- **What is required**
From the line containing "The pointer SHOULD provide one marker per instance of the wet" through the last line of the entries below, repeat each line word for word and leave out the rest.

------ Given information

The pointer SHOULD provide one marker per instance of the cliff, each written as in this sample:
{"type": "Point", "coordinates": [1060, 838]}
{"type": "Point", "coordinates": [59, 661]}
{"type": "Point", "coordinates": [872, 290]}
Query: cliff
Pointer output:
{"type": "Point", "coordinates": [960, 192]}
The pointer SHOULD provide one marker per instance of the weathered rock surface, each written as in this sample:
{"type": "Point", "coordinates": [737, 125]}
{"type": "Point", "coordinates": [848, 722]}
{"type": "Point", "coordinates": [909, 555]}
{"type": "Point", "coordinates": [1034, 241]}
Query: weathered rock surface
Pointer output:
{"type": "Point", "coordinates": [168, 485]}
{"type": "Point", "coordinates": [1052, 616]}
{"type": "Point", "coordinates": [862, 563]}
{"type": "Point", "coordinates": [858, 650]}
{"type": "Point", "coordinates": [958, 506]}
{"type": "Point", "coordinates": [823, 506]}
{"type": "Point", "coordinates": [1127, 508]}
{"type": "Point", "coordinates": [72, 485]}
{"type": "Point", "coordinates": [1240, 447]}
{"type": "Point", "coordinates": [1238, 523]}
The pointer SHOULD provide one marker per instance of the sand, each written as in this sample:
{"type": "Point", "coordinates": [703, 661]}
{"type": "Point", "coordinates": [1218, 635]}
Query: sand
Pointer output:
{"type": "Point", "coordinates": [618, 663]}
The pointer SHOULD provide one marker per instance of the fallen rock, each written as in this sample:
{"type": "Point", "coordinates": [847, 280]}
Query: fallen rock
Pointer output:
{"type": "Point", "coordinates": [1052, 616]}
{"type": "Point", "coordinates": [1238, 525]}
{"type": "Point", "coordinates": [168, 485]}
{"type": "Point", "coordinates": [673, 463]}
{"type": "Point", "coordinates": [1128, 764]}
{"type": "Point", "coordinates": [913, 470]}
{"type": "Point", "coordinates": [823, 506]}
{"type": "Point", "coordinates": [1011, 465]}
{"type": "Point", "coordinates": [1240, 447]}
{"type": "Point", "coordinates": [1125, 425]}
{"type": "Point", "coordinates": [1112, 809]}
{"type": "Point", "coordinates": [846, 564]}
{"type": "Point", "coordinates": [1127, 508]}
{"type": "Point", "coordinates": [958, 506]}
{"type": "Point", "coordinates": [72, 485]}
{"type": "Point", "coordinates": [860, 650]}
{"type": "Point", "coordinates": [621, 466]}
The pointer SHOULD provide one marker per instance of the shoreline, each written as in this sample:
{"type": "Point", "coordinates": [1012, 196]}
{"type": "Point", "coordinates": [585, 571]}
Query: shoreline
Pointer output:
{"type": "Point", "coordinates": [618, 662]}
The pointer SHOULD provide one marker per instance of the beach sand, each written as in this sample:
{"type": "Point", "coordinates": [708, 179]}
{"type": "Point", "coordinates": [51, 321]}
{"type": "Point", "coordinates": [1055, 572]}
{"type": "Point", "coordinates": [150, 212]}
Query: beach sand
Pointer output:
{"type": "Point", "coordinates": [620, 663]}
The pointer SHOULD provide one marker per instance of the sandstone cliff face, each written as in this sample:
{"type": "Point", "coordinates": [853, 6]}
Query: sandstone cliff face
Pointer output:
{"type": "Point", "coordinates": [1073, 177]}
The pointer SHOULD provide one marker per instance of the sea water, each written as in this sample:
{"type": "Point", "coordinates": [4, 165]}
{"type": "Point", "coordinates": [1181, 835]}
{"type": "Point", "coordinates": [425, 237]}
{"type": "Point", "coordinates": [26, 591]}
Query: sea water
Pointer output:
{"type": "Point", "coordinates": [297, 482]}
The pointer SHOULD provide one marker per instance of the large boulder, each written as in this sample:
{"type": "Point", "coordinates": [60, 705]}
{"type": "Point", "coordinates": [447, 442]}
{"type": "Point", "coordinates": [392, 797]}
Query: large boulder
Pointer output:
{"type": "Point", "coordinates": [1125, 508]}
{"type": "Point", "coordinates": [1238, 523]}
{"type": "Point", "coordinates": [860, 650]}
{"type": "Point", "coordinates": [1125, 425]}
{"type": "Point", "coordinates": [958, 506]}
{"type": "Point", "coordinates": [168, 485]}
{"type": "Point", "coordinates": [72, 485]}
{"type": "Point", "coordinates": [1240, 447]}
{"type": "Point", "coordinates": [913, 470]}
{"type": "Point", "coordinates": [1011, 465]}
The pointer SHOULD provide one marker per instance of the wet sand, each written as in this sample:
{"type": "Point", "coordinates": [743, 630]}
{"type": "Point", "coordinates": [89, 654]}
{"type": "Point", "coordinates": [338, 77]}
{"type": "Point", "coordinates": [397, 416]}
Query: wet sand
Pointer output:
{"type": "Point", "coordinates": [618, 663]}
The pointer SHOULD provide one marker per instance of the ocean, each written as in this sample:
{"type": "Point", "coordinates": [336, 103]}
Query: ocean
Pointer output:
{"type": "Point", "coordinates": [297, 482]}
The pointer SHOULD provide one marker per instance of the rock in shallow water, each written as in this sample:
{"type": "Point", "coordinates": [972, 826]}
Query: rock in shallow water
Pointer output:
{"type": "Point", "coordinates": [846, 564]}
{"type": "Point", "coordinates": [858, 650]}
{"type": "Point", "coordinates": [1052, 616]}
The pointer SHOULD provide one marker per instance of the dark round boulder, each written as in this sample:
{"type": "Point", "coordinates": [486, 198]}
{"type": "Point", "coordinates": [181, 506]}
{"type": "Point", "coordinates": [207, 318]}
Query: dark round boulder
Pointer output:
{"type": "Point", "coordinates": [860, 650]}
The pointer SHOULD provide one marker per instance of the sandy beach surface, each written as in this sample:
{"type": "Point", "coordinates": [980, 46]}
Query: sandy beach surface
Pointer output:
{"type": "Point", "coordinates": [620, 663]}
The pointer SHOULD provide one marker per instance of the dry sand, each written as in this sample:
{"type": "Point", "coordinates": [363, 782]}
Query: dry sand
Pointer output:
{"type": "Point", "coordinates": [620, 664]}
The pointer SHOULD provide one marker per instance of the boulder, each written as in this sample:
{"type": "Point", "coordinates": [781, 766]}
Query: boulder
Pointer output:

------------

- **Solution for this task**
The pointer SHOULD provide one marker per instance of the wet sand, each written as in this sample:
{"type": "Point", "coordinates": [743, 630]}
{"type": "Point", "coordinates": [89, 654]}
{"type": "Point", "coordinates": [338, 77]}
{"type": "Point", "coordinates": [397, 416]}
Query: wet sand
Pointer output:
{"type": "Point", "coordinates": [618, 663]}
The pointer SHOULD provide one marker per instance of the ocean, each written as in this sample:
{"type": "Point", "coordinates": [336, 103]}
Query: ocean
Pointer output:
{"type": "Point", "coordinates": [297, 482]}
The pointer SHOULD provide one marker per instance of the rock in shallow water, each written as in this sample:
{"type": "Point", "coordinates": [972, 826]}
Query: rock in shallow water
Pointer output:
{"type": "Point", "coordinates": [846, 564]}
{"type": "Point", "coordinates": [858, 650]}
{"type": "Point", "coordinates": [1052, 616]}
The pointer SHOULD provide one marker per instance of the dark round boulder, each written as in this sample:
{"type": "Point", "coordinates": [486, 198]}
{"type": "Point", "coordinates": [181, 506]}
{"type": "Point", "coordinates": [207, 318]}
Query: dark round boulder
Pointer output:
{"type": "Point", "coordinates": [860, 650]}
The pointer SHOULD provide one marker per instance of the sandy beach surface, each written as in this sample:
{"type": "Point", "coordinates": [980, 46]}
Query: sandy beach surface
Pointer output:
{"type": "Point", "coordinates": [620, 663]}
The pointer SHOULD provide one marker per instance of the dry sand, each written as in this sample:
{"type": "Point", "coordinates": [363, 782]}
Query: dry sand
Pointer output:
{"type": "Point", "coordinates": [620, 664]}
The pointer SHOULD provide one marker per instance of the boulder, each written as in this sample:
{"type": "Point", "coordinates": [781, 766]}
Query: boulder
Pointer output:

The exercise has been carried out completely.